### Pedido a
Calcule quantas linhas dos registros contêm a palavra "blue". Responda só com o número.

### Bloco de texto
---*---

O problema, segundo o presidente do INSS, é que não havia controle para
garantir a revogação da senha do usuário que deixasse o órgão ou a
administração pública. Os acessos também eram feitos por meio da entrada
simples de usuário e senha, sem duplo fator de autenticação nem uso de VPN
(ferramenta que limita o acesso a usuários de uma mesma rede privada, mais
segura). Ainda que o dono original da credencial não tenha tido a intenção de
fazer mau uso do acesso, a conclusão do INSS é que a governança desses dados
era frágil, deixando vulneráveis as informações de 39,5 milhões de
beneficiários. "Eu achava, honestamente, que isso estava numa governança
melhor. Não quer dizer, porque você tem um portão aberto, que a casa vai ser
roubada. Mas pode ser mais roubada do que com o portão fechado. O que eu fiz
foi fechar o portão. Mandei suspender todos [os usuários externos]. Tirei da
tomada, falei 'reorganizem'", afirma Stefanutto. A solução tecnológica do
Suibe é fornecida pela Dataprev, empresa de tecnologia do governo federal.

---*---

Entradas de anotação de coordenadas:
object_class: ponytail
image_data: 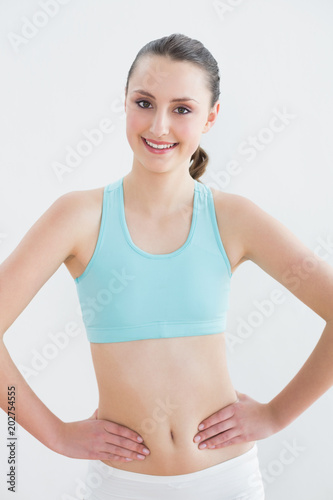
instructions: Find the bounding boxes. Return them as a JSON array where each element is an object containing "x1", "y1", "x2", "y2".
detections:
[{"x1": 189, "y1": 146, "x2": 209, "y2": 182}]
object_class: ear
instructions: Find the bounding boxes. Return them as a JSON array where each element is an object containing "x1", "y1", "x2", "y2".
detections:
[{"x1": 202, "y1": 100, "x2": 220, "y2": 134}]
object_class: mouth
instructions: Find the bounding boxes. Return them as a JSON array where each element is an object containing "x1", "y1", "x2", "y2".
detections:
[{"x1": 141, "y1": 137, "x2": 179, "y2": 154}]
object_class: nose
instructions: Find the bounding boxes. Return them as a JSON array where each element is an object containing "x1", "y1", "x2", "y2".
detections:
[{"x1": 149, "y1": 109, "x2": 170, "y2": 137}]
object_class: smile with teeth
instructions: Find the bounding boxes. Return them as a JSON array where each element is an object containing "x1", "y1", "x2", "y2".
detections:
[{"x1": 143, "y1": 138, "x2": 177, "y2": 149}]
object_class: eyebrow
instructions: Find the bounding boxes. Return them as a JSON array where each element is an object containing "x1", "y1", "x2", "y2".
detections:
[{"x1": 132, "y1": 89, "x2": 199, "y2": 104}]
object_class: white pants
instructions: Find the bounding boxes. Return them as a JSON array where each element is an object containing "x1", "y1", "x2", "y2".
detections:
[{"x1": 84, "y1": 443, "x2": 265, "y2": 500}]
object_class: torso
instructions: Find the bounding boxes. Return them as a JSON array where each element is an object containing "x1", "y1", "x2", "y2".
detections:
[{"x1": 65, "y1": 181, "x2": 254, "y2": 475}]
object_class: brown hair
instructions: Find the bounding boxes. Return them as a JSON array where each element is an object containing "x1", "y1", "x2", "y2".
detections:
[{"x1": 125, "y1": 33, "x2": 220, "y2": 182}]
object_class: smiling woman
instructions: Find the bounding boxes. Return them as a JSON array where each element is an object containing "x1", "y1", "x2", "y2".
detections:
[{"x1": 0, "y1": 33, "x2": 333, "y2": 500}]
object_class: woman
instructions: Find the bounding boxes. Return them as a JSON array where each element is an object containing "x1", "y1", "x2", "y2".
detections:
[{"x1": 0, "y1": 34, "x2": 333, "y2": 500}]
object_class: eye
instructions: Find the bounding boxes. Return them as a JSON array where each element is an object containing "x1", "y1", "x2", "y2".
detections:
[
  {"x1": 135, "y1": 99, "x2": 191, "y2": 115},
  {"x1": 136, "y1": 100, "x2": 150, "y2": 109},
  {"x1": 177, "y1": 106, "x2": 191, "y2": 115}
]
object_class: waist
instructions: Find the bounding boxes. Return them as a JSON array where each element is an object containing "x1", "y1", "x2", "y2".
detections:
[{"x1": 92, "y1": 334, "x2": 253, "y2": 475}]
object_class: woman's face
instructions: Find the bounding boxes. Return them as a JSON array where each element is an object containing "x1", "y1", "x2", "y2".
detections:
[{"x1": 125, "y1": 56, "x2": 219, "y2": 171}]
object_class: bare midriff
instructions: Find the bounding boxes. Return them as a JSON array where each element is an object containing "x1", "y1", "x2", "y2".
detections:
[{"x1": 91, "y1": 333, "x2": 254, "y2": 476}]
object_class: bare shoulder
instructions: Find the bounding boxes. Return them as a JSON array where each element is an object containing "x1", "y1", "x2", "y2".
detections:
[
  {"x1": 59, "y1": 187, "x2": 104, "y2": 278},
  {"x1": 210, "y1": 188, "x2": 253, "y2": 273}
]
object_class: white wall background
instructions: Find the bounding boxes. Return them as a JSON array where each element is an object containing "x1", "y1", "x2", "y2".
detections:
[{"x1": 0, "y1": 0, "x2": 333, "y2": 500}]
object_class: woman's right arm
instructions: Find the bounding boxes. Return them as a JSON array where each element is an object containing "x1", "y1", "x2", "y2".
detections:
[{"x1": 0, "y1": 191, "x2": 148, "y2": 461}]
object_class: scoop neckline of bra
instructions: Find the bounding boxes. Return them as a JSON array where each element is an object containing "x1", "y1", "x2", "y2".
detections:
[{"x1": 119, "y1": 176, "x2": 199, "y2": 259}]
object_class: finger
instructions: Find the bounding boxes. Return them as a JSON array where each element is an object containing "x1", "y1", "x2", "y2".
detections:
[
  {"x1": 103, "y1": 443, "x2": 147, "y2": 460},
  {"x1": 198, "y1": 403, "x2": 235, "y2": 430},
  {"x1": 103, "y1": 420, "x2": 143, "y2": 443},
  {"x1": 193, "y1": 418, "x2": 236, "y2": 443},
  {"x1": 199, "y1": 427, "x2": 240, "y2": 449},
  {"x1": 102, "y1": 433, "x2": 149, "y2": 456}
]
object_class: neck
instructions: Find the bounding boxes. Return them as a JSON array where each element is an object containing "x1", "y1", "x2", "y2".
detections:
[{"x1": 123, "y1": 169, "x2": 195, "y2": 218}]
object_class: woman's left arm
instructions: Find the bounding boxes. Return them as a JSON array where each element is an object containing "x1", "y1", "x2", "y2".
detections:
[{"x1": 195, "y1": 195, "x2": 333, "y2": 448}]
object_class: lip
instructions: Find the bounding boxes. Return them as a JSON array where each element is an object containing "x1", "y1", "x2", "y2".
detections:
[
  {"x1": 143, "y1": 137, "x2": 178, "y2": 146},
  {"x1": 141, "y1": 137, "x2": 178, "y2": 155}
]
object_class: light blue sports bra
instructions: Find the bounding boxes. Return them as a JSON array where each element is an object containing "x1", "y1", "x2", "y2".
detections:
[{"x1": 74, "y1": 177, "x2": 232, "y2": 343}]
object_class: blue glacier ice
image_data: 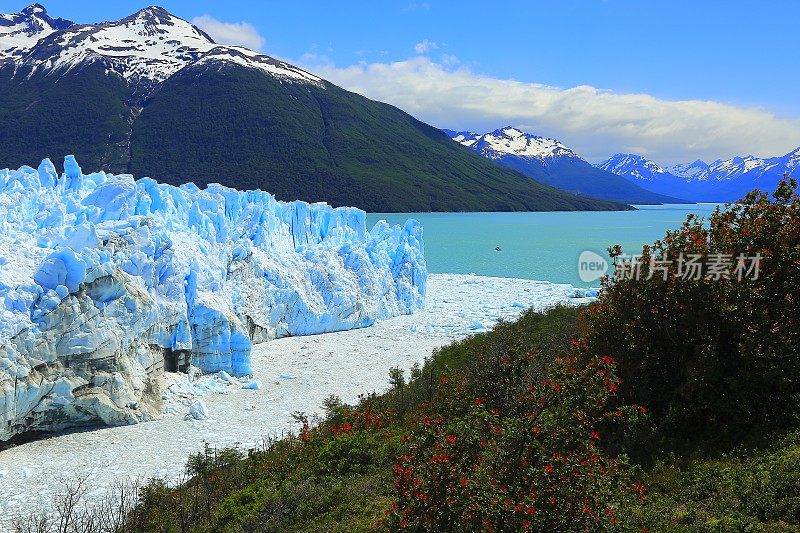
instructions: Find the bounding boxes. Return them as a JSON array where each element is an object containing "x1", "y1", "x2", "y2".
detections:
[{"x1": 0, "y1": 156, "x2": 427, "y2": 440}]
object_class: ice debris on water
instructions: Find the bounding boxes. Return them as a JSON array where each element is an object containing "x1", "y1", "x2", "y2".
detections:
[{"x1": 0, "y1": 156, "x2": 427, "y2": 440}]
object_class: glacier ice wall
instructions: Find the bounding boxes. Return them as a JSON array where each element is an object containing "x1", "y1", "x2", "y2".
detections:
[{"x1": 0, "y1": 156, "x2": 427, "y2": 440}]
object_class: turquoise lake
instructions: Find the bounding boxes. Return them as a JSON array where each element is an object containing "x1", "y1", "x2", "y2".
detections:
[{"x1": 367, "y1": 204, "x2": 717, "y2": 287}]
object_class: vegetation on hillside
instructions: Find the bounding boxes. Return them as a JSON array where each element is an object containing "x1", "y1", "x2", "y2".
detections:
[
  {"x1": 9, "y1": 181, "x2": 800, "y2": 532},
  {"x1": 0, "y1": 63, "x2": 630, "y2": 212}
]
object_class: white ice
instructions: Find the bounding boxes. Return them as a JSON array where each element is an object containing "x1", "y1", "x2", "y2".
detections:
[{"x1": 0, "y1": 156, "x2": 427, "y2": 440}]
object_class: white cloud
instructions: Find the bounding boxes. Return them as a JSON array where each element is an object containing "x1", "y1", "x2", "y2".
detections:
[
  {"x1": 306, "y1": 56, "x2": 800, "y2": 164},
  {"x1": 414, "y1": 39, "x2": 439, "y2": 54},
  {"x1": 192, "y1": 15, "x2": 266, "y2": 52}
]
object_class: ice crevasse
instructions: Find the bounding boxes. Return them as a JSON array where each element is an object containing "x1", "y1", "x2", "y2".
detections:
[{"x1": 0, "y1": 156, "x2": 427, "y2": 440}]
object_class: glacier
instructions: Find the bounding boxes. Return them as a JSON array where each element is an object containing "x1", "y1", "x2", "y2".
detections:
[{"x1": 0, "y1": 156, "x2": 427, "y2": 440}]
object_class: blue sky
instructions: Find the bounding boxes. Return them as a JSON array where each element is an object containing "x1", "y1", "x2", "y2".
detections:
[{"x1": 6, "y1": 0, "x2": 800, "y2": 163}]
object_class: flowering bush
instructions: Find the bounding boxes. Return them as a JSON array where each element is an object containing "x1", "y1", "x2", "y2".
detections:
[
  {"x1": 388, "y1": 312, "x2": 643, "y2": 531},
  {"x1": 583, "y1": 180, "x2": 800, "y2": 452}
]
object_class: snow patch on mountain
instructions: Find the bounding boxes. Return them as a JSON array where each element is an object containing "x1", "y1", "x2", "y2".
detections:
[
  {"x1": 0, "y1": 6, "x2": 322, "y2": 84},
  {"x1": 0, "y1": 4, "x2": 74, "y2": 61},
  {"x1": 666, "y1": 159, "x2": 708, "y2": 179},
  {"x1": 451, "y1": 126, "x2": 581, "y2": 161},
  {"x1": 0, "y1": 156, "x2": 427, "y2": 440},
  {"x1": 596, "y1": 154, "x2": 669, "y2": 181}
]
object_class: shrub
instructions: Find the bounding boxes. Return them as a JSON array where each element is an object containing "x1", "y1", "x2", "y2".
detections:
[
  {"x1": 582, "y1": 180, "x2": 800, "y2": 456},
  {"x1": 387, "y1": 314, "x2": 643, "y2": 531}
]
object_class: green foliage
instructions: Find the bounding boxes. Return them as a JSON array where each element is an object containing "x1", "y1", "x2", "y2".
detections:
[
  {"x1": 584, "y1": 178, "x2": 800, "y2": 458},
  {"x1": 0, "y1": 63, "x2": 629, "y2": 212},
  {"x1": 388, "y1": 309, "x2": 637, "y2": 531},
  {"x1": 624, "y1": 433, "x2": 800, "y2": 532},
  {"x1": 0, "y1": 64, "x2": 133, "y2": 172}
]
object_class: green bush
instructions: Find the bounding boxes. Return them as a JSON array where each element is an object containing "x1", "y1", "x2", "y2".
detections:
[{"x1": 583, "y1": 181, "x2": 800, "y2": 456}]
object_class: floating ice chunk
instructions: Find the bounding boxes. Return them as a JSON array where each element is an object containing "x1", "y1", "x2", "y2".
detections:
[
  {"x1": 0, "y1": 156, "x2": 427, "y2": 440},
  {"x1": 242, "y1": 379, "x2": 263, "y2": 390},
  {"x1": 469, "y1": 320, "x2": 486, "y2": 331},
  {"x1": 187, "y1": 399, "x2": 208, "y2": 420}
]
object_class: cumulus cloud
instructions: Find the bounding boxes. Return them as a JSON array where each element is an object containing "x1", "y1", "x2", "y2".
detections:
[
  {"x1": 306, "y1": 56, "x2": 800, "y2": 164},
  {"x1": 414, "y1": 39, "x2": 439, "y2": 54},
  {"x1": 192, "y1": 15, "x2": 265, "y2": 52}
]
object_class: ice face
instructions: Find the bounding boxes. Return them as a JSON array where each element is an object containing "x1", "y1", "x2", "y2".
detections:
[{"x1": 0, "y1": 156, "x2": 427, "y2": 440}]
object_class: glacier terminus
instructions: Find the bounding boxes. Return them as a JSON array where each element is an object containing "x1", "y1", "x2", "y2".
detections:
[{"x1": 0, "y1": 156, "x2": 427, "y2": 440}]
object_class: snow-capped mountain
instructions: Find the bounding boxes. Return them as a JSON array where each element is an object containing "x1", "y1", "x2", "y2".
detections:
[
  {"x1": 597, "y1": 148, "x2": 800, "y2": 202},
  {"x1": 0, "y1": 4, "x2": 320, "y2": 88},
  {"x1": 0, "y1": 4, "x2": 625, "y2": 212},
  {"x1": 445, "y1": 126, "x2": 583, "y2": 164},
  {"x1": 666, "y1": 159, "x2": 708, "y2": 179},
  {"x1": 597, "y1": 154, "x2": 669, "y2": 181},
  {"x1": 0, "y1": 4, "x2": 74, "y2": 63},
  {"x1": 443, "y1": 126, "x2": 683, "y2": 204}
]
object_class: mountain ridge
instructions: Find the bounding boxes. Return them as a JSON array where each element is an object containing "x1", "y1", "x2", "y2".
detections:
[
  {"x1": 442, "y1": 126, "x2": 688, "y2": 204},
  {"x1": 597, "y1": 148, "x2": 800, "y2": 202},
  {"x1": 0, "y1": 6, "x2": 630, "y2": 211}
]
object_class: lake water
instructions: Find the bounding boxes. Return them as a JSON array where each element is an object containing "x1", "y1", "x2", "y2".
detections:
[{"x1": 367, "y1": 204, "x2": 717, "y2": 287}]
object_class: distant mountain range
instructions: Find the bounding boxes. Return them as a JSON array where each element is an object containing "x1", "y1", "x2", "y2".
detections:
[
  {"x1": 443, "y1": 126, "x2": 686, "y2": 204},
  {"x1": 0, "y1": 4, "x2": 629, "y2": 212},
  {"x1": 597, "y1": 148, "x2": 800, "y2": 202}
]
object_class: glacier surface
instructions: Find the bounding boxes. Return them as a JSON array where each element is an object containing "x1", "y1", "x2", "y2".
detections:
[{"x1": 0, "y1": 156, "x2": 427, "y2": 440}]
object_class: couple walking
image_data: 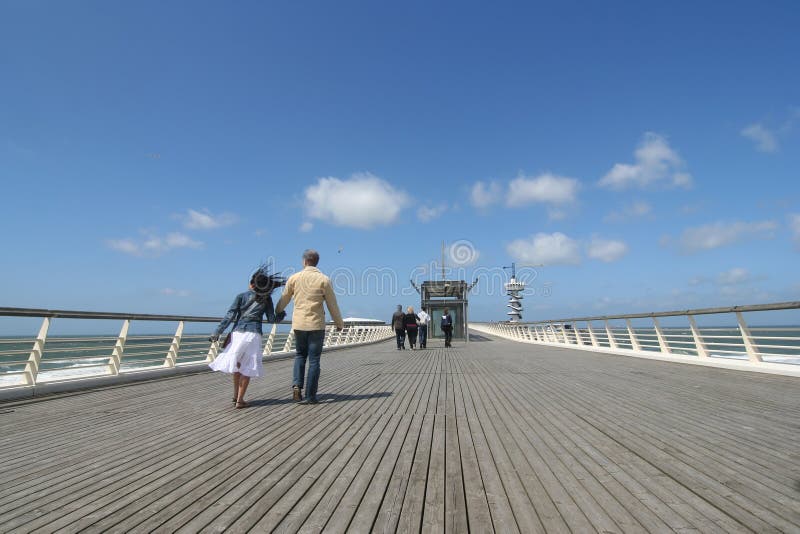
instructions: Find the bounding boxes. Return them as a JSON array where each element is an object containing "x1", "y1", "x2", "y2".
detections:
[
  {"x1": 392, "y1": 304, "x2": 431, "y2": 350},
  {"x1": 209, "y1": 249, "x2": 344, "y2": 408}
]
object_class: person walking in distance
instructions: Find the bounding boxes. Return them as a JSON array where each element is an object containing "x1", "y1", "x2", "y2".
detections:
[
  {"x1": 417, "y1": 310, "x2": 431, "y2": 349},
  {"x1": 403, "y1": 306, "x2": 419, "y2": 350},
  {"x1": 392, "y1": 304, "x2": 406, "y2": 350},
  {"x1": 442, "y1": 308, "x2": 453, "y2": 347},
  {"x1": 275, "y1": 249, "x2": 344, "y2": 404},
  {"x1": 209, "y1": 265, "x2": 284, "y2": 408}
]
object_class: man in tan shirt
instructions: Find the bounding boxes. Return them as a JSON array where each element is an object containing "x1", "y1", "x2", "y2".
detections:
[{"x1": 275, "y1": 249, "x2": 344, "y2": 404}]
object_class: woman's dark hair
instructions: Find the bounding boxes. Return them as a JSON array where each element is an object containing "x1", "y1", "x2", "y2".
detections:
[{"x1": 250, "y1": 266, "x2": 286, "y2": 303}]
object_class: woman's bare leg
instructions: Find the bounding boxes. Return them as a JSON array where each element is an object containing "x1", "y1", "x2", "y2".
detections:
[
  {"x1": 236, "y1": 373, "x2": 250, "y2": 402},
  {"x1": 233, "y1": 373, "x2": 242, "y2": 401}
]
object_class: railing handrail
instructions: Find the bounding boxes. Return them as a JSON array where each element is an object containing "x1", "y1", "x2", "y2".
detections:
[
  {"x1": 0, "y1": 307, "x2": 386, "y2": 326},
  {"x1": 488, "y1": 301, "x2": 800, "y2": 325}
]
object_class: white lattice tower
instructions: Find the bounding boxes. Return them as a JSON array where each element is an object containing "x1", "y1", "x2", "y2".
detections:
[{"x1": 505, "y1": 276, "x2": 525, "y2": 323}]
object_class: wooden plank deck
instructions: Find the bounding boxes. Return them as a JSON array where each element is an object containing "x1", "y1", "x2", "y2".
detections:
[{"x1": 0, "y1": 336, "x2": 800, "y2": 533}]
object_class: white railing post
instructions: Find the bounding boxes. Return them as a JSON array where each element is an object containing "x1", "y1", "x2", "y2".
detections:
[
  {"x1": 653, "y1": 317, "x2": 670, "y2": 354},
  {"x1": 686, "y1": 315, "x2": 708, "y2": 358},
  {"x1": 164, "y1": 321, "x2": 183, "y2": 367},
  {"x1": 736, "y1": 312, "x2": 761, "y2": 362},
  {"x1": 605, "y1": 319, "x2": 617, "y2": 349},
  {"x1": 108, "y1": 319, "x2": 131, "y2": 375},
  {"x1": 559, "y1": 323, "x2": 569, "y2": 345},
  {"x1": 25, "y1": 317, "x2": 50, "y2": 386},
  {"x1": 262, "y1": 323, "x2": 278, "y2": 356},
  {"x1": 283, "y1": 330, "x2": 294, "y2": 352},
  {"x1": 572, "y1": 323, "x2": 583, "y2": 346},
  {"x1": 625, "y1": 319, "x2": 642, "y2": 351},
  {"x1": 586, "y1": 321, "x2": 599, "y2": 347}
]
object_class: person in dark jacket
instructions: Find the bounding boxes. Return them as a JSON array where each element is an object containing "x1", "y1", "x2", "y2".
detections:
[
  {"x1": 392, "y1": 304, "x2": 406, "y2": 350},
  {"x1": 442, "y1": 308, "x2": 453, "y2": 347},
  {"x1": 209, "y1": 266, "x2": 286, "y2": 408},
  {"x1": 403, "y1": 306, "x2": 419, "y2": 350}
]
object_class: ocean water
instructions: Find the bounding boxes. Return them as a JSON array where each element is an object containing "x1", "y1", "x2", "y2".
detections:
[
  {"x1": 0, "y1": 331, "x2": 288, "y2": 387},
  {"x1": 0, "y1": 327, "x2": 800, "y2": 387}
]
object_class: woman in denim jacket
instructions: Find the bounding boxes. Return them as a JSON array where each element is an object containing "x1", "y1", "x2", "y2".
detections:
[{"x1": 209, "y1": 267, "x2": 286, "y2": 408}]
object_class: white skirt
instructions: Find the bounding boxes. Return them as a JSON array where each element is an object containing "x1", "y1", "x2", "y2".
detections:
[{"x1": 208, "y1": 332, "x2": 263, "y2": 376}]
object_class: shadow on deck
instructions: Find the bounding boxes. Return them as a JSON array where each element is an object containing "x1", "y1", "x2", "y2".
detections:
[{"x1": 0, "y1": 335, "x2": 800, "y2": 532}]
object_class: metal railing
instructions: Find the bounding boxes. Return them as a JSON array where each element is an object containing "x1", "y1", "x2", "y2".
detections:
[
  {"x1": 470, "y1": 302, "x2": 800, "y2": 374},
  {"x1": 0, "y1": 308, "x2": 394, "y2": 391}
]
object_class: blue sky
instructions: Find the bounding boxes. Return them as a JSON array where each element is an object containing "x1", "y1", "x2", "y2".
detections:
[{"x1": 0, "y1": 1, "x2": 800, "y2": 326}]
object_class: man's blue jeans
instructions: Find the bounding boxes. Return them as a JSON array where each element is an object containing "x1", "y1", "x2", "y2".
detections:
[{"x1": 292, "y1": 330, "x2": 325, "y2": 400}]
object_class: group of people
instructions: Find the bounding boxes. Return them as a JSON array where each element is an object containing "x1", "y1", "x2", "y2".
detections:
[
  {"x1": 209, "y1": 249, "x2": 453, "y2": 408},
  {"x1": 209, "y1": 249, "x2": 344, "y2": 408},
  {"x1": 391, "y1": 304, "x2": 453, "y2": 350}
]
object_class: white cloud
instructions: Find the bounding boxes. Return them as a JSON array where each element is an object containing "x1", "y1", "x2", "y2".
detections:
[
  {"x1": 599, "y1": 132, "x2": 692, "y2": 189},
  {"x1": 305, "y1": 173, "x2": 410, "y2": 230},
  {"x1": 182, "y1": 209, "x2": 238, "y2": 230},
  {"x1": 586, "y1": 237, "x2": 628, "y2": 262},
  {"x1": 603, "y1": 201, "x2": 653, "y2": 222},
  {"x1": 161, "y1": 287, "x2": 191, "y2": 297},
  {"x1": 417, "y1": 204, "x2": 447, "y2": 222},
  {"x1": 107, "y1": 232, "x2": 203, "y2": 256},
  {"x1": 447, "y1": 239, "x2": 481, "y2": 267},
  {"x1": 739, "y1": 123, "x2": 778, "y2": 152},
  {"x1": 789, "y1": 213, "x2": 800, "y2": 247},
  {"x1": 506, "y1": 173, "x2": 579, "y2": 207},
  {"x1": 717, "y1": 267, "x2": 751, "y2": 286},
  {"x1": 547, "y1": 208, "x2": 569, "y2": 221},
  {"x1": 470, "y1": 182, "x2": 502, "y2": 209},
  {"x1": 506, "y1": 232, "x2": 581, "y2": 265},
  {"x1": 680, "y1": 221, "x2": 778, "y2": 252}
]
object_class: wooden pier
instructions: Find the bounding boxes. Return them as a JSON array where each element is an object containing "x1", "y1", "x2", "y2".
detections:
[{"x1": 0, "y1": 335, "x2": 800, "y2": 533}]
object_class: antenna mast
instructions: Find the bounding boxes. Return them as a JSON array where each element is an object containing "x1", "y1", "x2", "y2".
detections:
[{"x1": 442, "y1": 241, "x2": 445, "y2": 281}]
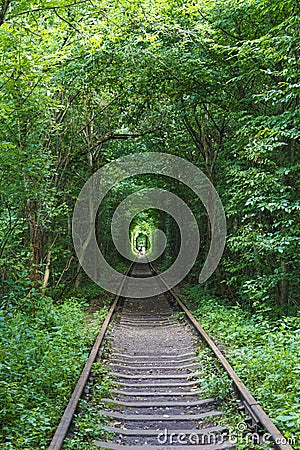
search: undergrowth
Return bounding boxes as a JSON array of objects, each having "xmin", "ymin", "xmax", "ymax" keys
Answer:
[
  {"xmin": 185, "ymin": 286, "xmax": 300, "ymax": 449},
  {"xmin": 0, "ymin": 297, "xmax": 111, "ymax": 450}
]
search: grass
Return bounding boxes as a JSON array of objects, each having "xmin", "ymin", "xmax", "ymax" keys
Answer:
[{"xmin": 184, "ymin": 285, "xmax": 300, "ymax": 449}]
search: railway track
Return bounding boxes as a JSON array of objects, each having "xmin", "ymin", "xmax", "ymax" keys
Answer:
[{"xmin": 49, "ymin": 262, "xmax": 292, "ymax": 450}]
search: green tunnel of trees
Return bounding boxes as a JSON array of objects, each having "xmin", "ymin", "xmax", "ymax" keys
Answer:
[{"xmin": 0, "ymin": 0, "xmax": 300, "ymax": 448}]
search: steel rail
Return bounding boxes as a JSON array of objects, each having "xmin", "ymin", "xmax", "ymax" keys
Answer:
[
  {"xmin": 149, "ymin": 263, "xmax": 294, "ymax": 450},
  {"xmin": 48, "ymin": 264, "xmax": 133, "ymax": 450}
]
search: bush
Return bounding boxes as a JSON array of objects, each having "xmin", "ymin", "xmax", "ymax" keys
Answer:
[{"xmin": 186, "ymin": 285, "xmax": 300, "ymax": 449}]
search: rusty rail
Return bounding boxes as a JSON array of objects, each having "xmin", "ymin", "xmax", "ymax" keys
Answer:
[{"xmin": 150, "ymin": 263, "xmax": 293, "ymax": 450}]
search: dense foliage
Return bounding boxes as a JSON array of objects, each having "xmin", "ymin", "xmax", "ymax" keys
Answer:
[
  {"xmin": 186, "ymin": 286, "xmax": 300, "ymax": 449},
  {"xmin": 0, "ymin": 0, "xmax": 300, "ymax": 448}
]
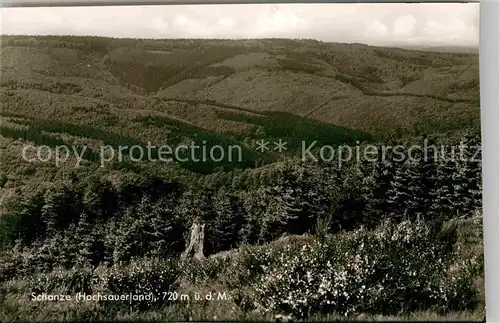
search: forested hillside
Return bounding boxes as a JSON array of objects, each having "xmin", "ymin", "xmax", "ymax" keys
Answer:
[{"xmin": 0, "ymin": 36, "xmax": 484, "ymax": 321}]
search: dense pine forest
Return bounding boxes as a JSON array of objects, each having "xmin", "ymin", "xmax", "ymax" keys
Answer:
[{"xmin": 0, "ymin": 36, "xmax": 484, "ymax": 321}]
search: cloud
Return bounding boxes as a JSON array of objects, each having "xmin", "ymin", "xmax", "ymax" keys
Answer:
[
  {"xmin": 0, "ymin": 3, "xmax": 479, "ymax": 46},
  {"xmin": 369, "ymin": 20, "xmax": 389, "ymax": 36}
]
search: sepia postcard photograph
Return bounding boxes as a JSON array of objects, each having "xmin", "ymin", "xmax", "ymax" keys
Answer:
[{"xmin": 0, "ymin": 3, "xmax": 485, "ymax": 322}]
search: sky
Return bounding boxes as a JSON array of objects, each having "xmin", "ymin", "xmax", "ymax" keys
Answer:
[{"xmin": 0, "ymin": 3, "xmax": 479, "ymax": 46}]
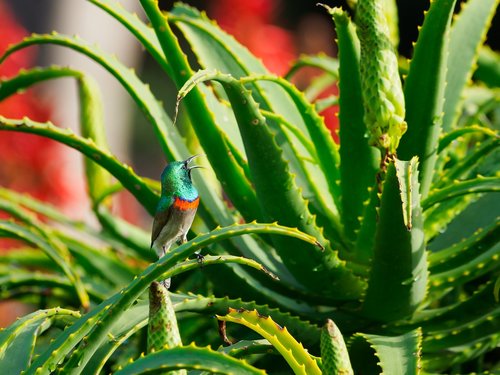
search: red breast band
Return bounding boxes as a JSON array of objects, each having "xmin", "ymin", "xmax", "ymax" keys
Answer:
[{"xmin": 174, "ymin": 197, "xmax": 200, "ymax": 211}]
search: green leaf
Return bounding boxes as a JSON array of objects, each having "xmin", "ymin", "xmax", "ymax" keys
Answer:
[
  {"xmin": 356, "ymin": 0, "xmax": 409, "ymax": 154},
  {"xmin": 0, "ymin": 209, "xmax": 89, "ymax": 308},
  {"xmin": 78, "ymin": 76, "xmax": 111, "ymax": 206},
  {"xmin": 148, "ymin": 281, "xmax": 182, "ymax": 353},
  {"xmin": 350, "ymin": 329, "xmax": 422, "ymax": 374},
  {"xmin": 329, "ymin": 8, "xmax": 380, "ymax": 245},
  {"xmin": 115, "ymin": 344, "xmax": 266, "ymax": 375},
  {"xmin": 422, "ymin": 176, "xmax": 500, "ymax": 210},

---*---

### Pedido b
Imprima na íntegra, sem alterar nada, o texto sobre a governança dos dados do INSS.

### Resposta do exercício a
5

### Resposta do exercício b
O problema, segundo o presidente do INSS, é que não havia controle para
garantir a revogação da senha do usuário que deixasse o órgão ou a
administração pública. Os acessos também eram feitos por meio da entrada
simples de usuário e senha, sem duplo fator de autenticação nem uso de VPN
(ferramenta que limita o acesso a usuários de uma mesma rede privada, mais
segura). Ainda que o dono original da credencial não tenha tido a intenção de
fazer mau uso do acesso, a conclusão do INSS é que a governança desses dados
era frágil, deixando vulneráveis as informações de 39,5 milhões de
beneficiários. "Eu achava, honestamente, que isso estava numa governança
melhor. Não quer dizer, porque você tem um portão aberto, que a casa vai ser
roubada. Mas pode ser mais roubada do que com o portão fechado. O que eu fiz
foi fechar o portão. Mandei suspender todos [os usuários externos]. Tirei da
tomada, falei 'reorganizem'", afirma Stefanutto. A solução tecnológica do
Suibe é fornecida pela Dataprev, empresa de tecnologia do governo federal.